Exercise requirements:
**1)** Swap "waveform capnography" for "pulse oximetry" in the passage on airway management in COVID-19 cardiac arrest. Begin at the words "Although the 2015" and stop after "correct placement confirmed.".
**2)** Decide whether each statement agrees with the passage on airway management in COVID-19 cardiac arrest. For each, answer yes or no and quote the deciding words.
(a) All patients should be treated as high risk.
(b) Chest compressions should continue during intubation attempts.
(c) Some EMS guidelines recommend a non-rebreather mask set on 10 L/min.
**3)** Continue the passage on airway management in COVID-19 cardiac arrest from its last sentence.

Top of Text shown

Airway management is a key consideration in controlling exposures during cardiac arrest resuscitative efforts for patients with a risk of COVID‐19 infection. As the prevalence of the disease is unknown in most locations, all patients should be treated as if they are high risk. When BLS is being carried out, either a facemask or cloth covering the mouth and nose of both rescuer and patient may reduce the risk of transmission, and guidelines suggest that passive oxygenation using a facemask set on 10 L/min is a useful addition [80, 83]. Some EMS guidelines have recommended the use of a non‐rebreather mask set on 6 L/min and a surgical mask placed over the mask [92]. When self‐inflating bag‐valve‐mask ventilation is considered necessary, there should be a tight seal to the face ideally maintained by a two‐handed grip, and a compression : ventilation ratio of 30 :2 delivered with the rescuer on chest compressions turning to squeeze the bag [80, 83].

Although the 2015 ILCOR guidelines suggested that bag‐valve‐mask ventilation, supraglottic airway, or tracheal intubation were all acceptable, potential COVID‐19 infection now means that tracheal intubation should be performed as soon as possible by the most experienced operator, to minimize complications and time spent exposed to aerosols. Video laryngoscopy is recommended if available, and chest compressions should be paused for intubation attempts. Once a cuffed tube is successfully inserted and a closed circuit has been established, any disconnection should be minimized, and waveform capnography should be used to monitor endotracheal tube placement and CPR quality. Positive pressure ventilation should only be delivered, if possible, after a tracheal tube has been inserted with the cuff inflated, a high‐efficiency particulate air filter connected, and correct placement confirmed.

Bottom of Text shown
Top of Recorded data

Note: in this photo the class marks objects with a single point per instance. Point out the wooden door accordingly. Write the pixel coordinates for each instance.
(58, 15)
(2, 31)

Bottom of Recorded data

Answers given:
**1)**
Although the 2015 ILCOR guidelines suggested that bag‐valve‐mask ventilation, supraglottic airway, or tracheal intubation were all acceptable, potential COVID‐19 infection now means that tracheal intubation should be performed as soon as possible by the most experienced operator, to minimize complications and time spent exposed to aerosols. Video laryngoscopy is recommended if available, and chest compressions should be paused for intubation attempts. Once a cuffed tube is successfully inserted and a closed circuit has been established, any disconnection should be minimized, and pulse oximetry should be used to monitor endotracheal tube placement and CPR quality. Positive pressure ventilation should only be delivered, if possible, after a tracheal tube has been inserted with the cuff inflated, a high‐efficiency particulate air filter connected, and correct placement confirmed.

**2)**
(a) Yes: "all patients should be treated as if they are high risk"
(b) No: "chest compressions should be paused for intubation attempts"
(c) No: "Some EMS guidelines have recommended the use of a non‐rebreather mask set on 6 L/min"

**3)**
Defibrillation is not considered an aerosol‐generating procedure, and AHA guidelines suggest that single shocks be delivered as part of the standard advanced cardiac life support algorithm. However, UK and European guidelines advise the use of three stacked shocks at the start of the algorithm, while waiting for other team members to don aerosol PPE [81, 93]. In 2015 ILCOR advised the use of single shocks in order to minimize interruptions in chest compressions [86]. However, as CPR is recognized as an aerosol‐generating procedure and defibrillation is not, it seems reasonable to attempt to treat a shockable rhythm as vigorously as possible while still maximizing rescuer protection.

Reversible causes of cardiac arrest should be sought and treated, bearing in mind that a patient may have had a cardiac arrest because of COVID‐19, or for other reasons while still being infected with the coronavirus. If treatable reversible causes of cardiac arrest have been addressed, stopping CPR early should be considered [81].

At the end of resuscitation attempts, all personnel should remove the PPE carefully and perform hand hygiene. EMS personnel should observe each other while removing PPE to monitor for possible breaches in infection control procedures [83].

Concerns about ALS delivery during the era of COVID‐19 have centered largely on airway management, undoubtedly providing important lessons for the future. In the case of cardiac arrest, however, there remains conflicting evidence about the benefits of various airway management strategies (see Chapter 13). For example, a Japanese study of 650,000 OHCA patients revealed that conventional bag‐valve‐mask ventilation was associated with better odds of neurologically favorable survival compared with any advanced airway [94]. Inconsistent conclusions among research studies result in challenges when developing systematic approaches to new considerations, such as risks associated with COVID‐19.